[Dataset excerpts]
========

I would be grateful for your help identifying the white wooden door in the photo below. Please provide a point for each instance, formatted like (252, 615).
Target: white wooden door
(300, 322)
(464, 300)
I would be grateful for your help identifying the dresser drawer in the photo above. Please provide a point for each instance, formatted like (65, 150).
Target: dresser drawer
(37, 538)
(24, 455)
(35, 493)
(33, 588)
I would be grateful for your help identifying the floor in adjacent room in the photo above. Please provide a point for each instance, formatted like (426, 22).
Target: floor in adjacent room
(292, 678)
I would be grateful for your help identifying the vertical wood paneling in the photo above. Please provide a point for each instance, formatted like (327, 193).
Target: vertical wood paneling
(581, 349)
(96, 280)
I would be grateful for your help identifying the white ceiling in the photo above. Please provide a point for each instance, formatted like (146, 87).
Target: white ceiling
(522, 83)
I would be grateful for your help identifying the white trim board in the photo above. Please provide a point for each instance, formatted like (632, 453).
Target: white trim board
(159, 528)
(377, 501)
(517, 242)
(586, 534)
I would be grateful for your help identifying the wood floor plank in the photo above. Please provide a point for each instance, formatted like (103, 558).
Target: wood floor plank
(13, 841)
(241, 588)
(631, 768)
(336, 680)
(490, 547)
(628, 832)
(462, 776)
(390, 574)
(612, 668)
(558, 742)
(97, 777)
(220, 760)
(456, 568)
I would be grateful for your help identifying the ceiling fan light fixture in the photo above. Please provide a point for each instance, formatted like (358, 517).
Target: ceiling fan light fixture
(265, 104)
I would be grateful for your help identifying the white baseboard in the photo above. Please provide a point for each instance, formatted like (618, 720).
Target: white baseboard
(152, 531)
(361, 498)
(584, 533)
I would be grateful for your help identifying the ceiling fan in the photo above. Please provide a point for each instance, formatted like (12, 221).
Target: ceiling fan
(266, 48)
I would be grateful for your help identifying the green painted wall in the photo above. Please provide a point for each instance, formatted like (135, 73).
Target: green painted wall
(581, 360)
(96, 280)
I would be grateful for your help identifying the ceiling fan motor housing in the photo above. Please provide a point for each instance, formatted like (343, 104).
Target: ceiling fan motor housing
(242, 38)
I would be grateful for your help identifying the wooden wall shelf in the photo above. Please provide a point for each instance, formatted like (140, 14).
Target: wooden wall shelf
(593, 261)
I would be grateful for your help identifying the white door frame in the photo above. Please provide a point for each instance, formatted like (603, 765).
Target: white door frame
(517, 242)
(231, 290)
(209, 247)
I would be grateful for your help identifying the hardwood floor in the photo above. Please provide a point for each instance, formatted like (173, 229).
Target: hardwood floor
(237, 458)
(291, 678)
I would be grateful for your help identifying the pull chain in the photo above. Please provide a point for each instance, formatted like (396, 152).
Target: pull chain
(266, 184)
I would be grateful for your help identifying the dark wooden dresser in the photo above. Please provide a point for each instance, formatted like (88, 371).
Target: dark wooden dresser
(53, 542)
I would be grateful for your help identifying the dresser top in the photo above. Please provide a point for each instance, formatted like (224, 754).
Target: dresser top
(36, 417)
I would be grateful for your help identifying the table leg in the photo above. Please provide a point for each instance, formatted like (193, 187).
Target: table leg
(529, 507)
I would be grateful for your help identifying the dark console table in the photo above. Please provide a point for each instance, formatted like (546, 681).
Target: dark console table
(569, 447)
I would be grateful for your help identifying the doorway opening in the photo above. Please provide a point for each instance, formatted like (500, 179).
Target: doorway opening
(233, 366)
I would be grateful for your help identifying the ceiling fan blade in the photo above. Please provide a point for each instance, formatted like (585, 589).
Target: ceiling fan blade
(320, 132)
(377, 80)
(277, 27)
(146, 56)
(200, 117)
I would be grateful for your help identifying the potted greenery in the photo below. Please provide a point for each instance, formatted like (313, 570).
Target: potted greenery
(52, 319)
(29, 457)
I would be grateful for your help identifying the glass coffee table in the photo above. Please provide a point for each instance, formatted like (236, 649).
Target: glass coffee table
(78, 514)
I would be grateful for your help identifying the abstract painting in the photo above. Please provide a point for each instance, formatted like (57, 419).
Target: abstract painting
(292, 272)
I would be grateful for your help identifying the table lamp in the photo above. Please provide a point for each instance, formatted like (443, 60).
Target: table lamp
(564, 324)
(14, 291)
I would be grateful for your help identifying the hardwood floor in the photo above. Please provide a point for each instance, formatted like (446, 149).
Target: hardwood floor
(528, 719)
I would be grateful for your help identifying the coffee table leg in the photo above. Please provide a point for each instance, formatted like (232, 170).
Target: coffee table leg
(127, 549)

========

Extract every line from the one containing "I would be grateful for your help identifying the table lamp" to the end of the entries, including both of those lines, exactly as given and with nothing added.

• [RESPONSE TO THIS EXERCISE]:
I would be grateful for your help identifying the table lamp in the photo above. Please provide a point for each instance, formatted like (443, 60).
Target: table lamp
(564, 324)
(14, 291)
I would be grateful for your help identifying the hardwood floor in the photo above. Please provide a point for each instance, formatted like (446, 149).
Target: hardwood floor
(528, 719)
I would be grateful for your help identifying the coffee table leg in the photo above. Please provide a point for each instance, formatted like (232, 170).
Target: coffee table leg
(127, 549)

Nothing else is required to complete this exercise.